Directive:
Could you copy the listing below with every "Target" changed to "Object" and nothing else altered?

Material to process:
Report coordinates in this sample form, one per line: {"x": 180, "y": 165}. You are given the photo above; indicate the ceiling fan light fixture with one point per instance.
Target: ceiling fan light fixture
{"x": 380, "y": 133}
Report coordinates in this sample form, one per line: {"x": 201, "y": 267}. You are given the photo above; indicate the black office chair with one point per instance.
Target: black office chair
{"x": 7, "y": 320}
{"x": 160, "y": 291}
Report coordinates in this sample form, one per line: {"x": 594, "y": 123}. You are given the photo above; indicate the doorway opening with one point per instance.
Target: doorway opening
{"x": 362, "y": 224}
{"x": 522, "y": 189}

Response to the exercise:
Report coordinates in this sample form, one per line: {"x": 180, "y": 165}. You are given the photo above; indicate the ceiling fan light fixture with one point per instance.
Object: ceiling fan light fixture
{"x": 380, "y": 133}
Report coordinates in this sample form, one per line: {"x": 201, "y": 267}. You are given the photo above; indicate the black office chair with one point per instance.
Object: black office chair
{"x": 7, "y": 320}
{"x": 160, "y": 291}
Report coordinates in this sample form, one per line: {"x": 594, "y": 123}. You are given the photo above; indicate the doorway opening with one point per instance.
Object: doorway opening
{"x": 362, "y": 224}
{"x": 522, "y": 189}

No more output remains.